Task instructions →
Copy the entries below with every "positive clicks" changed to "foreground clicks" and nothing else altered.

Source records →
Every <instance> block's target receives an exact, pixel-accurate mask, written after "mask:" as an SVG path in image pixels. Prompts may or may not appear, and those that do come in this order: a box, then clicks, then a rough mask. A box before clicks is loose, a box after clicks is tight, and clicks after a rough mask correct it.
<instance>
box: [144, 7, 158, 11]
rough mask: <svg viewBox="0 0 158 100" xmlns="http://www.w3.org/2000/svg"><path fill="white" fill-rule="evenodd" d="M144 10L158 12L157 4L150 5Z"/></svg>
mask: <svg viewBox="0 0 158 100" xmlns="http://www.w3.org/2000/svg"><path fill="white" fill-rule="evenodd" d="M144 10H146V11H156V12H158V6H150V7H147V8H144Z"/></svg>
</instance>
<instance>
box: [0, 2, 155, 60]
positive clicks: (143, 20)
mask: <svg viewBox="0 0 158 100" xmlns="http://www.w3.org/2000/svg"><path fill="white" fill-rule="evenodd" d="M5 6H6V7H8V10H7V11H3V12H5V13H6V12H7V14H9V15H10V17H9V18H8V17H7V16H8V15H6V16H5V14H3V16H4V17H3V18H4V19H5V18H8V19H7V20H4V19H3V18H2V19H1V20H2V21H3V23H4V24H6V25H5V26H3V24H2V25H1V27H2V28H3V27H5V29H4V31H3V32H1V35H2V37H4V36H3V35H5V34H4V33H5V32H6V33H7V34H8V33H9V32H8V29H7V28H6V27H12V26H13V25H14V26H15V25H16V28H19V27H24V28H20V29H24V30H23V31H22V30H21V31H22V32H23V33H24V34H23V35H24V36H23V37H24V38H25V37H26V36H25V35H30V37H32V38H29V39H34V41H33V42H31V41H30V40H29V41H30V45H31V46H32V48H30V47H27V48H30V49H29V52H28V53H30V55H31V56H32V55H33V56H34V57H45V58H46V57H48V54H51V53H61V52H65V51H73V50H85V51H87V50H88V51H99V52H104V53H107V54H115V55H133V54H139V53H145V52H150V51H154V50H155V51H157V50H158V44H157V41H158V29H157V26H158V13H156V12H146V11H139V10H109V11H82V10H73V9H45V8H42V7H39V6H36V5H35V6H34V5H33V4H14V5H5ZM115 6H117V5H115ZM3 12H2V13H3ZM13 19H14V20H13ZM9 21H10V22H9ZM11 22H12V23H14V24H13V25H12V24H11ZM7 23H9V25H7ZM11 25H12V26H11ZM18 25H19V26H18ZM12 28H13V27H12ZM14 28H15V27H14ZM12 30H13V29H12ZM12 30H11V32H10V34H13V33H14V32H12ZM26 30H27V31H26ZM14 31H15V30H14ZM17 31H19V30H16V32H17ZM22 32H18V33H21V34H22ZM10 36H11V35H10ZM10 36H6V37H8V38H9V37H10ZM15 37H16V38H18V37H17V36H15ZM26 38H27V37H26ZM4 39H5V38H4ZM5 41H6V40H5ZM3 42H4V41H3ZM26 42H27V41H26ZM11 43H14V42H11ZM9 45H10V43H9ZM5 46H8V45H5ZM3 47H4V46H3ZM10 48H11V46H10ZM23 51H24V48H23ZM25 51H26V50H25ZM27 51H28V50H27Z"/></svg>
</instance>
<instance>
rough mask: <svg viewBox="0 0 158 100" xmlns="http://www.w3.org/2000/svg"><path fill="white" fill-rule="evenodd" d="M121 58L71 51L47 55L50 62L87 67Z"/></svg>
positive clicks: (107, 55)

Written response →
Every <instance> block's target receives an exact, pixel-accurate mask, written after "mask:" as an SVG path in image pixels. Prompts may or may not appear, and those that do come in this order: a box, then clicks, then a rough mask. A box before clicks is loose, a box after clicks is tight, and clicks after a rough mask correct it.
<instance>
box: [144, 7, 158, 11]
rough mask: <svg viewBox="0 0 158 100" xmlns="http://www.w3.org/2000/svg"><path fill="white" fill-rule="evenodd" d="M144 10L158 12L157 4L150 5Z"/></svg>
mask: <svg viewBox="0 0 158 100" xmlns="http://www.w3.org/2000/svg"><path fill="white" fill-rule="evenodd" d="M144 10H146V11H156V12H158V6H150V7H147V8H144Z"/></svg>
</instance>
<instance>
box: [0, 2, 155, 60]
foreground clicks: (143, 20)
mask: <svg viewBox="0 0 158 100" xmlns="http://www.w3.org/2000/svg"><path fill="white" fill-rule="evenodd" d="M5 6H6V7H8V10H7V11H3V12H5V13H6V12H7V14H9V15H10V17H9V18H8V17H7V16H8V15H6V16H5V14H3V16H4V17H3V18H4V19H5V18H8V19H7V20H4V19H3V18H2V19H1V20H2V21H3V23H4V24H6V25H5V26H3V24H2V25H1V27H2V28H3V27H5V29H4V31H3V32H1V35H2V37H4V36H3V35H5V34H4V33H5V32H6V33H7V34H8V33H9V32H8V29H7V28H6V27H12V26H13V25H14V26H15V25H16V28H19V27H24V28H20V29H24V30H23V31H22V30H21V31H22V32H23V33H24V34H23V35H24V36H23V37H24V38H25V37H26V36H25V35H30V37H32V38H29V39H34V41H33V42H31V41H30V40H29V41H30V45H31V46H32V48H30V47H27V48H30V49H29V52H28V53H30V55H31V56H32V55H33V56H34V57H45V58H46V57H48V54H51V53H61V52H65V51H73V50H85V51H87V50H88V51H99V52H104V53H107V54H115V55H133V54H139V53H145V52H150V51H154V50H155V51H157V50H158V44H157V41H158V29H157V26H158V13H156V12H146V11H139V10H109V11H82V10H73V9H45V8H42V7H39V6H36V5H35V6H34V5H33V4H14V5H5ZM115 6H117V5H115ZM3 12H2V13H3ZM13 19H14V20H13ZM9 21H10V22H9ZM11 22H12V23H14V24H13V25H12V24H11ZM7 23H9V25H7ZM11 25H12V26H11ZM18 25H19V26H18ZM12 28H13V27H12ZM14 28H15V27H14ZM12 30H13V29H12ZM12 30H11V32H10V34H13V33H14V32H12ZM26 30H27V31H26ZM14 31H15V30H14ZM17 31H19V30H16V32H17ZM22 32H18V33H21V34H22ZM10 36H11V35H10ZM10 36H6V37H8V38H9V37H10ZM15 37H16V38H18V37H17V36H15ZM26 38H27V37H26ZM4 39H5V38H4ZM5 41H6V40H5ZM3 42H4V41H3ZM26 42H27V41H26ZM11 43H14V42H11ZM9 45H10V43H9ZM5 46H8V45H5ZM3 47H4V46H3ZM10 48H11V46H10ZM23 51H24V48H23ZM25 51H26V50H25ZM27 51H28V50H27Z"/></svg>
</instance>
<instance>
rough mask: <svg viewBox="0 0 158 100" xmlns="http://www.w3.org/2000/svg"><path fill="white" fill-rule="evenodd" d="M121 58L71 51L47 55L50 62L87 67Z"/></svg>
foreground clicks: (107, 55)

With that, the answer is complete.